# TASK INSTRUCTIONS
Write each line exactly, from the line that holds "Could you please indicate the eagle's breast" through the final line of the material, and no other line.

-- START PROVIDED INFORMATION --

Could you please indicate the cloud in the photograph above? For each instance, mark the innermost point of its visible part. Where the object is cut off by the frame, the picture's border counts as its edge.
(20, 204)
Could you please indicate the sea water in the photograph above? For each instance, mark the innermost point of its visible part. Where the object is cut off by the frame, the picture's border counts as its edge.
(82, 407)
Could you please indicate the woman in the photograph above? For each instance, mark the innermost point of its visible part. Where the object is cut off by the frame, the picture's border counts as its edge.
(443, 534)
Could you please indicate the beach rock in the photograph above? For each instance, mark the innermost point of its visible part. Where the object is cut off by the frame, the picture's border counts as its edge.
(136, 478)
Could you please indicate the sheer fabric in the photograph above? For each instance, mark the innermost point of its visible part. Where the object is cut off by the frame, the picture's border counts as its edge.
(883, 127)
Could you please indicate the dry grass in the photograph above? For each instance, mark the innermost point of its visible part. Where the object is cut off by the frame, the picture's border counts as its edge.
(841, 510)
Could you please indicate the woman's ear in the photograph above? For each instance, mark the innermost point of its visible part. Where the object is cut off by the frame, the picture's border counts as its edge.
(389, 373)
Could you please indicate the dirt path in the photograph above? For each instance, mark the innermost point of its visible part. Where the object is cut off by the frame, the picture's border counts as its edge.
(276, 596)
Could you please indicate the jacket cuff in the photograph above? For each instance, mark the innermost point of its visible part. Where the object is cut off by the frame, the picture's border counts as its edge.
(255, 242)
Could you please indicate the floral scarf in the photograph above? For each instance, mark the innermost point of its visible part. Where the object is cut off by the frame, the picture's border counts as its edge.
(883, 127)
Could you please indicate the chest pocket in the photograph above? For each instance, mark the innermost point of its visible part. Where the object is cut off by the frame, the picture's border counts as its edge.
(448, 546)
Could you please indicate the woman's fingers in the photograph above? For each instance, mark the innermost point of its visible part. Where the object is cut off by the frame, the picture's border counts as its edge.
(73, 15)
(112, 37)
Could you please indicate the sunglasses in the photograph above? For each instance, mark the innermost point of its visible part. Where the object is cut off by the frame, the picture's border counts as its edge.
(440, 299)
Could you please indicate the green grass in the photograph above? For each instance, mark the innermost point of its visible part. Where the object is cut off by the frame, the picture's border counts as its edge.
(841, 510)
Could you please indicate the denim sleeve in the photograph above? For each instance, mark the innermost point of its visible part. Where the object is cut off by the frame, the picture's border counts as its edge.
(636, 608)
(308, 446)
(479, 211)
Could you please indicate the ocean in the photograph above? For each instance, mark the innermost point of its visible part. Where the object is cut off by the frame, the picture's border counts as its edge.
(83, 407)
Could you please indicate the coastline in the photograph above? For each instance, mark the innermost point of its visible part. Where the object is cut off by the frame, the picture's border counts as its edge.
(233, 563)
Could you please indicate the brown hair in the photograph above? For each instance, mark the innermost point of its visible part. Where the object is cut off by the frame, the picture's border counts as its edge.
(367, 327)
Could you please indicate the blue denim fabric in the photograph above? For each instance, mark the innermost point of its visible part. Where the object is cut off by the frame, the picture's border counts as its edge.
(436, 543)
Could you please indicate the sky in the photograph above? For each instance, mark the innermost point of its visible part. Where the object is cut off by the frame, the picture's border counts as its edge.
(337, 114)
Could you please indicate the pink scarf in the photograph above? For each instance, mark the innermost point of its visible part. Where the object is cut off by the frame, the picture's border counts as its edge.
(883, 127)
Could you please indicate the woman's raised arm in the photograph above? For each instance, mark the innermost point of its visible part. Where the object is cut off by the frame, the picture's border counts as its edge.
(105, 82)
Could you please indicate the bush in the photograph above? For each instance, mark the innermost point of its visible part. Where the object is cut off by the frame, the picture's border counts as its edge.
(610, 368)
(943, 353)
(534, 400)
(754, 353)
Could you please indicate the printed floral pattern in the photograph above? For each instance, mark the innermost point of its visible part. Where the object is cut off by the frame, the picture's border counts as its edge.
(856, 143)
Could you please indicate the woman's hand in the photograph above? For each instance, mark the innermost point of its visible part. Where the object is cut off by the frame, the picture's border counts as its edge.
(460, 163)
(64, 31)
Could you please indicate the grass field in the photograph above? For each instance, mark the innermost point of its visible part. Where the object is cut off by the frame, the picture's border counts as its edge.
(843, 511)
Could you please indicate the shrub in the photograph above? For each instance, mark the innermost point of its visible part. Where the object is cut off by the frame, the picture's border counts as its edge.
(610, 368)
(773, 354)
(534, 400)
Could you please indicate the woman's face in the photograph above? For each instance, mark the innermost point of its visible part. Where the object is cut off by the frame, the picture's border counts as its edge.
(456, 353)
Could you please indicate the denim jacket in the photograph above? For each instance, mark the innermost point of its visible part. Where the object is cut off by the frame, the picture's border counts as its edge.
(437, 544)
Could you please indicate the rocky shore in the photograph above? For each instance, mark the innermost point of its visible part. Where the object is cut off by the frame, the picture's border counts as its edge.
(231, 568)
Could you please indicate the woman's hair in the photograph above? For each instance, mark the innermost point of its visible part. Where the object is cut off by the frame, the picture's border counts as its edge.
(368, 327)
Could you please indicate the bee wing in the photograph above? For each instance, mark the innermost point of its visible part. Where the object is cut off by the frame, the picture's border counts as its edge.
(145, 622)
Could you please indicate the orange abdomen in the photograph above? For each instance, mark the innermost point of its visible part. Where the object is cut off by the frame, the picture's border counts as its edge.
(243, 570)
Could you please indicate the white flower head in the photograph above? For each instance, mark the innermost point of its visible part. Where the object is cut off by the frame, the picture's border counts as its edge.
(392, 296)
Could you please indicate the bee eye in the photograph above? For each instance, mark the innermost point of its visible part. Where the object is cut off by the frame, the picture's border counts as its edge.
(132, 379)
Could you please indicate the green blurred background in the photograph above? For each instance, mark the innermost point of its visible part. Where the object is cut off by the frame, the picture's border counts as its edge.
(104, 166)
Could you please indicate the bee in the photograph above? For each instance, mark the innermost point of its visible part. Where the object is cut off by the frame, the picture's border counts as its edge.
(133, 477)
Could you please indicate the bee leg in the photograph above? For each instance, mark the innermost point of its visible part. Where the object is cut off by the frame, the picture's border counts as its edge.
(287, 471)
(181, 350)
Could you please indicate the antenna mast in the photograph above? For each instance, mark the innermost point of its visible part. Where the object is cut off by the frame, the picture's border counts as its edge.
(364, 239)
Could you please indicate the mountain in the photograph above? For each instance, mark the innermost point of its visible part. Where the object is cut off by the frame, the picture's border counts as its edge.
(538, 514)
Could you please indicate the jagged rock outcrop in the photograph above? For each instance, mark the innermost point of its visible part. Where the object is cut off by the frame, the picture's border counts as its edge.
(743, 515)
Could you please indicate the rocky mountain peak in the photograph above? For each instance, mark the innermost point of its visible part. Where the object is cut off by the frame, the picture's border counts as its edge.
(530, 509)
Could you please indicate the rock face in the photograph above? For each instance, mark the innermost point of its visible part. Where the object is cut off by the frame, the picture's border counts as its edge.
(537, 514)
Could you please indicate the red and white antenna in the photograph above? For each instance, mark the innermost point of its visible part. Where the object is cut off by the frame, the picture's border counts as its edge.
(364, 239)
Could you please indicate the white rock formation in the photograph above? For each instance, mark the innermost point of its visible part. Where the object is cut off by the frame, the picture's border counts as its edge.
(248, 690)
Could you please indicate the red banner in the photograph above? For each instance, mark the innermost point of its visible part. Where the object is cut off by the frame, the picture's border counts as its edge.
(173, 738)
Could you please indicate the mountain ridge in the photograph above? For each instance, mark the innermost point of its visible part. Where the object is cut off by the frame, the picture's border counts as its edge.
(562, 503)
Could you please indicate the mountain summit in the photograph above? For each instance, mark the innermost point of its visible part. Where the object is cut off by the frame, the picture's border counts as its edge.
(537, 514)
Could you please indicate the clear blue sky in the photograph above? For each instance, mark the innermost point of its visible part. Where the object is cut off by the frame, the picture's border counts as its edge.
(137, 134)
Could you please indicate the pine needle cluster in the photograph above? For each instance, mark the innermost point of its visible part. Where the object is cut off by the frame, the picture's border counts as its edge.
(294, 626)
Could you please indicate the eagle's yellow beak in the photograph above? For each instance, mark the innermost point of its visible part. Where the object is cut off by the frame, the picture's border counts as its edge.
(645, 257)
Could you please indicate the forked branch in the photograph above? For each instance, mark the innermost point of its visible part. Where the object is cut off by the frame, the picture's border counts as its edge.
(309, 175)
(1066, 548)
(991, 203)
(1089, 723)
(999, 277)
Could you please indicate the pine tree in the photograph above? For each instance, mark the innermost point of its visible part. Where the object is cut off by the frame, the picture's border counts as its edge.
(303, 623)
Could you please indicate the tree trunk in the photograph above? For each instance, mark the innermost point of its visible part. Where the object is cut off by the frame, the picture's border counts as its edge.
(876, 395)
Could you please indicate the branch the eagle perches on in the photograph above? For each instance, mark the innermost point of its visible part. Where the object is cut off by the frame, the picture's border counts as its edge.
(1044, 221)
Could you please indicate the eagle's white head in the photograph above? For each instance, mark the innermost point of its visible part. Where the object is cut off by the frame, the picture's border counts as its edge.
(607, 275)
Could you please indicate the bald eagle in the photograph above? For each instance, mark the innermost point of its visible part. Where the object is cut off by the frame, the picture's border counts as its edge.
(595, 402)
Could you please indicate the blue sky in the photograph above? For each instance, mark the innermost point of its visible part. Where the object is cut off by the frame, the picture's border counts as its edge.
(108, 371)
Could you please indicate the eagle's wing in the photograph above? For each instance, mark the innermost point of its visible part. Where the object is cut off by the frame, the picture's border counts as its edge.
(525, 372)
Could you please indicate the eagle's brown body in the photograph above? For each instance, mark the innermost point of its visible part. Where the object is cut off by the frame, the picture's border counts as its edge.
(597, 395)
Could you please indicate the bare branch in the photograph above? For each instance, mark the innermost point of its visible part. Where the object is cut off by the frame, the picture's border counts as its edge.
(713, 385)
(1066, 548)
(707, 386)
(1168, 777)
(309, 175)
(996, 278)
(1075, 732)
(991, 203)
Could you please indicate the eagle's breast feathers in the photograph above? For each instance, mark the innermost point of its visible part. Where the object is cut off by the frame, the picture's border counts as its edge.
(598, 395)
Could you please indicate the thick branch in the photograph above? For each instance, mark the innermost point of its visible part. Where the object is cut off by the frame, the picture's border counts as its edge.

-- END PROVIDED INFORMATION --

# ANSWER TO THE EXERCISE
Could you please indicate the eagle's breast feathers in the photograph above? For each instance, mark the innermost point of its visible part. Where the object is cut off by the frame, the picture's border counts as its edge.
(598, 395)
Could you please indicate the thick branch in the photograph above? For each instance, mark the innermost point of its visible part. Where the object is cut off by the frame, the picture's border counts as its edge.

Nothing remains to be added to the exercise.